#### TO DO
The line containing "Target: person holding flag" and every line after it, through the end of the records below, are to be reproduced exactly, with the pictures left out.
◆ ◆ ◆ ◆ ◆ ◆ ◆
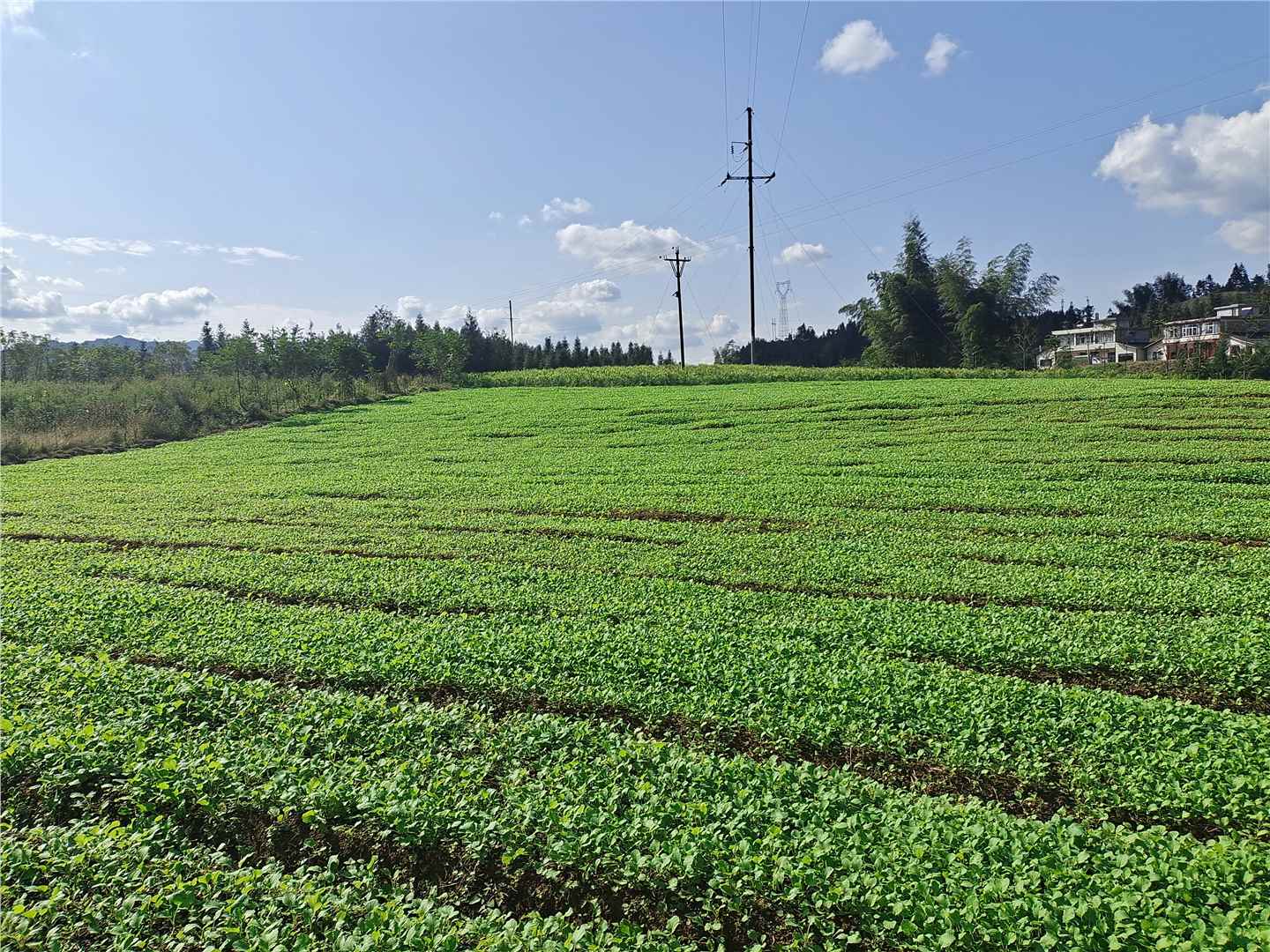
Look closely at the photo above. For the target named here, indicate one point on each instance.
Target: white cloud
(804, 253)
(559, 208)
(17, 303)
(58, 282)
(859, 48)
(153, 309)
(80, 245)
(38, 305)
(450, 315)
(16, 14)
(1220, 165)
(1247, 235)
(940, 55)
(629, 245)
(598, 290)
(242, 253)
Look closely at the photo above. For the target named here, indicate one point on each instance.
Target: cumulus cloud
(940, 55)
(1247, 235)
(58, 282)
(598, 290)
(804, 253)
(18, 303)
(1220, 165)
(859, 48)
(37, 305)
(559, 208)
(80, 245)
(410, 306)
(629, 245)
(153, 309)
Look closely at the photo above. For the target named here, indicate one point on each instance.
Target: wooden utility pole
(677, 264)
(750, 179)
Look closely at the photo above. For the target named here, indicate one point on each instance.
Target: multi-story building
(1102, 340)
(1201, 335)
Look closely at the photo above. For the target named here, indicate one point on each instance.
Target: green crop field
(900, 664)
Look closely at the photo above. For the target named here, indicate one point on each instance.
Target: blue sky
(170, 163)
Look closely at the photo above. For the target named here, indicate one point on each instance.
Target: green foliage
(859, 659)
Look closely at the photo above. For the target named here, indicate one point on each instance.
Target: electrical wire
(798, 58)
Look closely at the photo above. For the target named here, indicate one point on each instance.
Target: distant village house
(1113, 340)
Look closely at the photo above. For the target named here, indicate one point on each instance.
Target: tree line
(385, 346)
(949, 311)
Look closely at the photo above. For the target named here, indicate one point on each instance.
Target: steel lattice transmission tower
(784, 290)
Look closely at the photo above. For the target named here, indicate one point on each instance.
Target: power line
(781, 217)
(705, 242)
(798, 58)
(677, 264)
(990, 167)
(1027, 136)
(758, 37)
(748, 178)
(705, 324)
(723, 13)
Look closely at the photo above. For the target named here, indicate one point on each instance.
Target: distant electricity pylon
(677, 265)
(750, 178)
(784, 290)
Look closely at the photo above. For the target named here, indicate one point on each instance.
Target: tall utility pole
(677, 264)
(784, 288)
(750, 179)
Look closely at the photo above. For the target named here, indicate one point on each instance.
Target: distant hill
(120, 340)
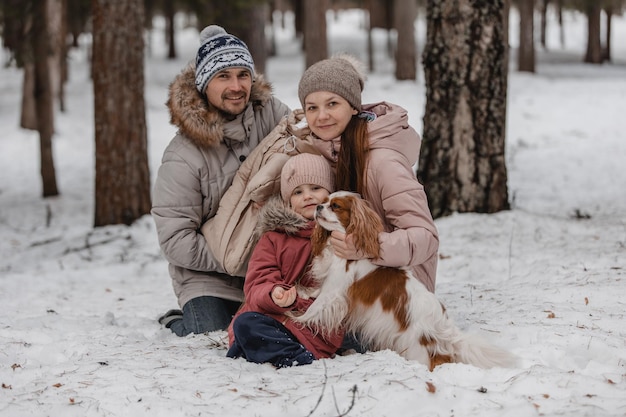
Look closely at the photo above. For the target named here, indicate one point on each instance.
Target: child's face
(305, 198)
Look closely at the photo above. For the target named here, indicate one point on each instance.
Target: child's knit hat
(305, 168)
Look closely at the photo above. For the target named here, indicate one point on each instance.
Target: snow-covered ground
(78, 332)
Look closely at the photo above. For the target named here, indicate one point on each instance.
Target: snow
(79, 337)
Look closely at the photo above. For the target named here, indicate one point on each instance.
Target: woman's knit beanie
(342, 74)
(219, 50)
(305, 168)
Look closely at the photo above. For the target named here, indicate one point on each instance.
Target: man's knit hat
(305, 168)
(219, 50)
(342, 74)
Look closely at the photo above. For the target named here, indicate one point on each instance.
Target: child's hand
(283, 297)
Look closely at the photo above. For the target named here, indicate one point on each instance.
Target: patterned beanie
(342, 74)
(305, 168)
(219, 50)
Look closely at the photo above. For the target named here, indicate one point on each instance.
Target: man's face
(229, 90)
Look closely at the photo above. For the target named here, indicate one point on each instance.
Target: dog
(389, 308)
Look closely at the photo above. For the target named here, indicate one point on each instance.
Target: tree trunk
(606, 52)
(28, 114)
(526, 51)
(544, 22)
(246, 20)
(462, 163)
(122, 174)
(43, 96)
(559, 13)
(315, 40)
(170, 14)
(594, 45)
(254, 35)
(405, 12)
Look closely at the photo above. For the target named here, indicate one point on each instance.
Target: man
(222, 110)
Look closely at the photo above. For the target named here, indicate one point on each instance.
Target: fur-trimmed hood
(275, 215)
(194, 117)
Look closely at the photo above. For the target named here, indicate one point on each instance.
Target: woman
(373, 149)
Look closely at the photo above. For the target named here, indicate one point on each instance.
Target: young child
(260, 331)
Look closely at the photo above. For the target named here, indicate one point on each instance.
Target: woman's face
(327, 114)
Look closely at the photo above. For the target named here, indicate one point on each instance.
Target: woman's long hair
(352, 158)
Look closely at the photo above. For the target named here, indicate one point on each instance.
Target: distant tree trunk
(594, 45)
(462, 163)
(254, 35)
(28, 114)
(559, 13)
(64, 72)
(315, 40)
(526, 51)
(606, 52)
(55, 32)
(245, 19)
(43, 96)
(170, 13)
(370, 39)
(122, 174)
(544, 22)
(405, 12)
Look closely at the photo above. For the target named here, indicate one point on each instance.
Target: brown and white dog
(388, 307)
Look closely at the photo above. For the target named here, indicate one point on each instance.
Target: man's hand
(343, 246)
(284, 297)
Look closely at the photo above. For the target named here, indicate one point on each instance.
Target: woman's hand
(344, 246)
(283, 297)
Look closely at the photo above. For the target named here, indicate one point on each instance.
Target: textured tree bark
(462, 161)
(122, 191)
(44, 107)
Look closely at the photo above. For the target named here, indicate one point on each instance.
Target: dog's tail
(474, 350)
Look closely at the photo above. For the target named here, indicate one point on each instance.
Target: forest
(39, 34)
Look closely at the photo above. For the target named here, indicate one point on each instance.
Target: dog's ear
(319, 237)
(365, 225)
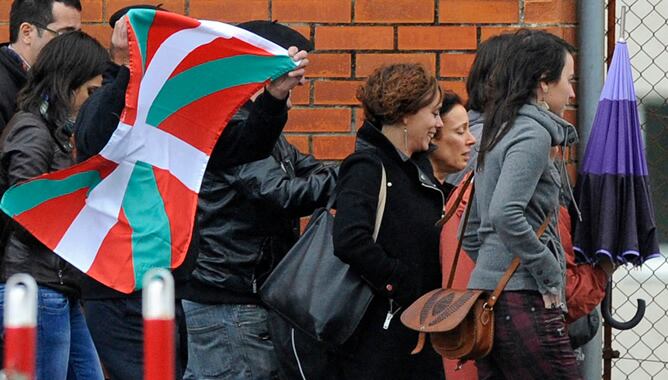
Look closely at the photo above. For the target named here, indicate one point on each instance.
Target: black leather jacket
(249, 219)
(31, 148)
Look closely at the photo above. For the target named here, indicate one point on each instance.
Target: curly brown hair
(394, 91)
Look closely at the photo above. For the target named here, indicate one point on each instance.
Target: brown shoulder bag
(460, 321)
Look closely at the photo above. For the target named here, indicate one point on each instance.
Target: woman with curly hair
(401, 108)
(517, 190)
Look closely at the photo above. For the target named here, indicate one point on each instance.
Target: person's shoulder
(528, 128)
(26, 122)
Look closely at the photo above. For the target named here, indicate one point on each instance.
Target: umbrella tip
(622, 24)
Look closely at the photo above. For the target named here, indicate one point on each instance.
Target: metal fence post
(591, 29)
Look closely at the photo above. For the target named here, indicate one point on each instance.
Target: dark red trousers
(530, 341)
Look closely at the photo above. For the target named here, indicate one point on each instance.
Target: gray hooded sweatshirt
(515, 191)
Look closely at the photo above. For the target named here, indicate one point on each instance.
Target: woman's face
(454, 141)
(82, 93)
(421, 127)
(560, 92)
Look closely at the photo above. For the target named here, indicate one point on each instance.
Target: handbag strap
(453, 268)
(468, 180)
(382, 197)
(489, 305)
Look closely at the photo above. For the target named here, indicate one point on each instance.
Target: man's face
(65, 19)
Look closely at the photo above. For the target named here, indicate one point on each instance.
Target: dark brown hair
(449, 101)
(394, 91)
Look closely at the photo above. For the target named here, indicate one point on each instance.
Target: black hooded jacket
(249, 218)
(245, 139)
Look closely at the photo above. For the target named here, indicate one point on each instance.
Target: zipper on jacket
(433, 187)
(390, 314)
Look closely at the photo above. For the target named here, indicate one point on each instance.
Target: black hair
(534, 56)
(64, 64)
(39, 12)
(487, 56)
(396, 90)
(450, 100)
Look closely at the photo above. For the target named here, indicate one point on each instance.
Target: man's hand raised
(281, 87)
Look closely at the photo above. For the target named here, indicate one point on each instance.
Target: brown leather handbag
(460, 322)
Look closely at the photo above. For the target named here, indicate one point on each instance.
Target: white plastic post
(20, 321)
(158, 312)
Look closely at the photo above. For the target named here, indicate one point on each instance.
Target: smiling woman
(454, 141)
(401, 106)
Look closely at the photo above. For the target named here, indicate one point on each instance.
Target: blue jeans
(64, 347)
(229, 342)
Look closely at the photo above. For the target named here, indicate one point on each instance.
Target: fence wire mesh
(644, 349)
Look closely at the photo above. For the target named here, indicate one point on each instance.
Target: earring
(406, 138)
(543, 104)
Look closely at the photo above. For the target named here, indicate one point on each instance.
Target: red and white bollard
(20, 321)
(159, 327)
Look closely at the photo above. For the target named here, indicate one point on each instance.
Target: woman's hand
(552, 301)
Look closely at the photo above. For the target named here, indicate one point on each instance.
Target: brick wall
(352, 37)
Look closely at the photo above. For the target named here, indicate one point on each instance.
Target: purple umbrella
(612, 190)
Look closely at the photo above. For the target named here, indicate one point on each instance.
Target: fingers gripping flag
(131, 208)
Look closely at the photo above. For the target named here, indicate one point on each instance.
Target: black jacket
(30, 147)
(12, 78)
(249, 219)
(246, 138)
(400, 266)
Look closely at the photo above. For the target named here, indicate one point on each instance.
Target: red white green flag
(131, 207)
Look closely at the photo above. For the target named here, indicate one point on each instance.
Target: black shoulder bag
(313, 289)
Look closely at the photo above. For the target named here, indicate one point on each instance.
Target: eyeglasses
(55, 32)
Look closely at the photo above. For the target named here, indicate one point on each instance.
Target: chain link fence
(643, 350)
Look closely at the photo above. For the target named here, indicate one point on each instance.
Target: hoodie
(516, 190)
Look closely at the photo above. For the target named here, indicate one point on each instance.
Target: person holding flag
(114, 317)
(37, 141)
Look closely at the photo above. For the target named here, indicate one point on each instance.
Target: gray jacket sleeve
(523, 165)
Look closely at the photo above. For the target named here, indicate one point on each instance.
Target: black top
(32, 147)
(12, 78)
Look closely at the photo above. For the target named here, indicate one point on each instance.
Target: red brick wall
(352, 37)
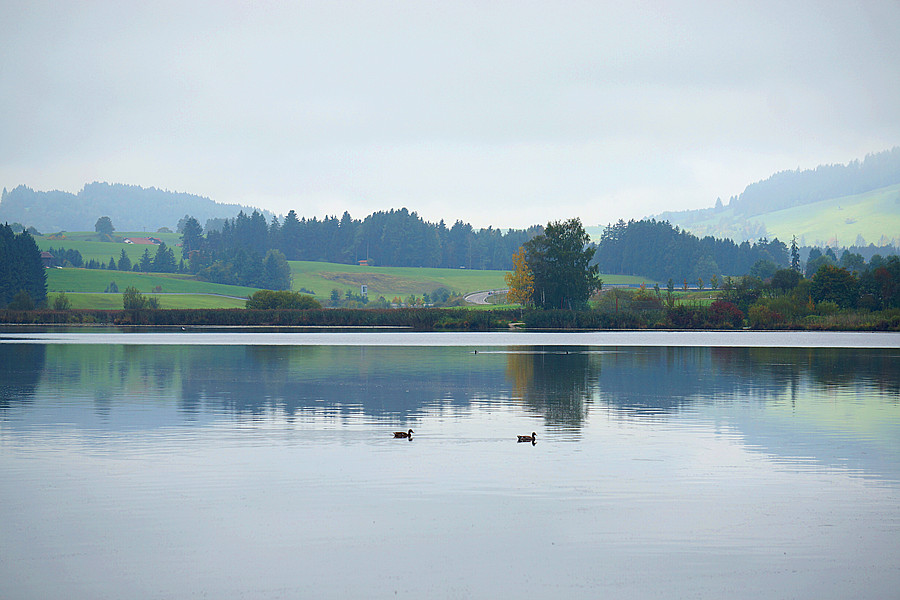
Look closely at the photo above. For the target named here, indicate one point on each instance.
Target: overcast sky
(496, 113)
◆ ◆ ◆ ◆ ◆ ◆ ◆
#### EXERCISE RESULT
Target: person holding flag
(114, 317)
(37, 141)
Look closely at the photo above. For the target named here, indicate one point on each instance.
Target: gray jacket sleeve
(523, 165)
Look closely at the photo above. For the target named here, indicate one point on each instance.
Target: black top
(32, 147)
(12, 78)
Look closely at the photo above. For the target named here, indicate one point on each instance.
Target: red brick wall
(352, 37)
Look closely at the photo above. For the target named here, indicate one point on each instance.
Target: overcast sky
(496, 113)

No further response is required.